(Records from a data source)
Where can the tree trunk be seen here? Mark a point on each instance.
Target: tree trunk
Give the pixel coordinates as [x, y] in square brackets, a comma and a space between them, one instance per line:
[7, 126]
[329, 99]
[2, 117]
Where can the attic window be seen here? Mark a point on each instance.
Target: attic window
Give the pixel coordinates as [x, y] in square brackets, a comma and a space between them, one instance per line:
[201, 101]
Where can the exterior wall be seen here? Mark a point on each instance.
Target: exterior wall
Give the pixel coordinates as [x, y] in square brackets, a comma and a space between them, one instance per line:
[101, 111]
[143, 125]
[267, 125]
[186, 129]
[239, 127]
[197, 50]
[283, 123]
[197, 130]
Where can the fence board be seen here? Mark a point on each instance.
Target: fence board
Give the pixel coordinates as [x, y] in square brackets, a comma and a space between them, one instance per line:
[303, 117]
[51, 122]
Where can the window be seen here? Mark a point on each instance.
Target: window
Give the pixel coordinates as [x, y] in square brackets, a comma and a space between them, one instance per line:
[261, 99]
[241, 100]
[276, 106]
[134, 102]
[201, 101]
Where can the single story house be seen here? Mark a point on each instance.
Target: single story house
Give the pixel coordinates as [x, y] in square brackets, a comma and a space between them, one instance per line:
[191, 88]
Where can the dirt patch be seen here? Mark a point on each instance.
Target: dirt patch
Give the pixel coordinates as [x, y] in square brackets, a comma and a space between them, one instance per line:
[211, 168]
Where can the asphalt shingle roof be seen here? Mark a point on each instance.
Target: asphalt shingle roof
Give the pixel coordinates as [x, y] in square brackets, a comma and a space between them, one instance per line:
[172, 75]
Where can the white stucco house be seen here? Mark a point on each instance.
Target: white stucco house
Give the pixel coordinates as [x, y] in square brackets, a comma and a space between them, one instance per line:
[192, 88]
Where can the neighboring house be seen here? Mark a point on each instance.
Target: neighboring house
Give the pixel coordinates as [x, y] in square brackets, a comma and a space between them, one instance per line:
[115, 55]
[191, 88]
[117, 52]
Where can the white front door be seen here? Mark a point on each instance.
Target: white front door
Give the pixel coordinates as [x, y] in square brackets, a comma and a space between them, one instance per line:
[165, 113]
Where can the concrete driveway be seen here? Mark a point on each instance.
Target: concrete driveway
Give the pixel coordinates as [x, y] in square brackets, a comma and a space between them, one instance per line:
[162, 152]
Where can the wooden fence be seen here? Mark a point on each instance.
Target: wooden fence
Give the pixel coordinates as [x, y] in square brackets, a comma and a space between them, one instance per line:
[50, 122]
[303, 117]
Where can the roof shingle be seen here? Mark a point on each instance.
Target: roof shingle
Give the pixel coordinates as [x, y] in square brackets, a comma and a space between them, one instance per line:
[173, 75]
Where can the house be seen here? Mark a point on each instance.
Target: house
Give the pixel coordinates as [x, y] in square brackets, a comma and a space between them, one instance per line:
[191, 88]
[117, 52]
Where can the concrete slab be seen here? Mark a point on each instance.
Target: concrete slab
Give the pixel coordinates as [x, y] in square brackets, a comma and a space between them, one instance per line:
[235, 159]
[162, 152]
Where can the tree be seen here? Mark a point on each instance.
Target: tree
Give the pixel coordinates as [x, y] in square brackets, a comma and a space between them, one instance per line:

What the task requires:
Reproduce all of the data above word for word, from its first line to its last.

Task result:
Where can the tree trunk be seen here? Mark a point on each instance.
Target: tree trunk
Give the pixel coordinates as [x, y] in square brackets, a comma and a space between them, one instance per line:
[7, 126]
[329, 99]
[2, 117]
Where can the attic window be seen here? Mark a point on each instance.
Target: attic window
Give the pixel coordinates as [x, y] in square brackets, a comma and a space between them, one instance per line:
[201, 101]
Where can the exterior wall be seen here? Mark a point on each instance.
Target: exterior wall
Give the pixel coordinates as [x, y] in square brackets, a comma and a space between them, one instance per line:
[101, 111]
[143, 125]
[267, 125]
[186, 129]
[239, 127]
[197, 50]
[283, 123]
[197, 130]
Where can the fence board be seen here? Mark a point on each instance.
Target: fence board
Give the pixel coordinates as [x, y] in square brackets, a comma and a space between them, one instance per line:
[303, 117]
[51, 122]
Where can the window be seen here? Mark a point on each instance.
Target: window
Give the pixel coordinates as [x, y] in square brackets, a comma and a space between them, one instance per line:
[261, 99]
[241, 100]
[276, 106]
[134, 102]
[201, 101]
Where can the single story house be seen here? Mark a point on each instance.
Target: single story house
Give the pixel coordinates as [x, y] in square brackets, a comma and a space between them, one instance per line:
[191, 88]
Where can the dirt patch be seen here? Mark a point on each instance.
Target: dirt patch
Give the pixel coordinates as [x, y] in square brackets, a comma and a space between them, one instance per line:
[211, 168]
Where can the asphalt shingle roof be seen here? Mark a point on each instance.
Target: asphalt shingle roof
Give the pixel coordinates as [x, y] in square brackets, a comma and a space between them, one instance per line:
[172, 75]
Where can the white stucco house be seen here? Mark a point on each instance.
Target: white stucco house
Give the pixel coordinates as [x, y] in square brackets, a comma and a space between them, one instance per line:
[192, 88]
Where can the neighboring house be seen here? Mark a point on each instance.
Target: neighboring house
Give the pixel coordinates as [x, y] in square brackets, a comma and a space between them, one instance per line:
[115, 55]
[191, 88]
[117, 52]
Where can the white front door be seen here? Mark a point on each instance.
Target: white front door
Give the pixel coordinates as [x, y] in square brackets, a comma and a space between them, one instance per line:
[165, 113]
Where can the concrete driveway be seen here? Mark a point on each instance.
Target: concrete driveway
Give the pixel coordinates as [x, y] in square brackets, a comma and a space between them, one instance per line:
[162, 152]
Where can the wooden fence be seen here? Mark a point on each instance.
Target: wooden fence
Give the pixel coordinates as [x, y] in square brackets, a comma and a space between them, one instance per line:
[50, 122]
[303, 117]
Where can the roof shingle be seen here? Mark a point on each instance.
Target: roof shingle
Give the pixel coordinates as [x, y] in square brackets, a comma and a space between them, one instance per line:
[173, 75]
Where can the house be seen here? Mark a point on each instance.
Target: house
Give the pixel coordinates as [x, y] in square brackets, a comma and a space between them, one instance per line:
[191, 88]
[117, 52]
Where can the concrete slab be seen here? Mark a point on each instance.
Target: concrete slab
Give the pixel coordinates as [x, y] in square brackets, a comma and a space between them, one instance per line:
[235, 159]
[162, 152]
Where can the tree be seen here? Mark a point on each instance.
Target: tree
Give the pixel coordinates as [x, y] in square brackets, a comma and a space between them, one instance per line:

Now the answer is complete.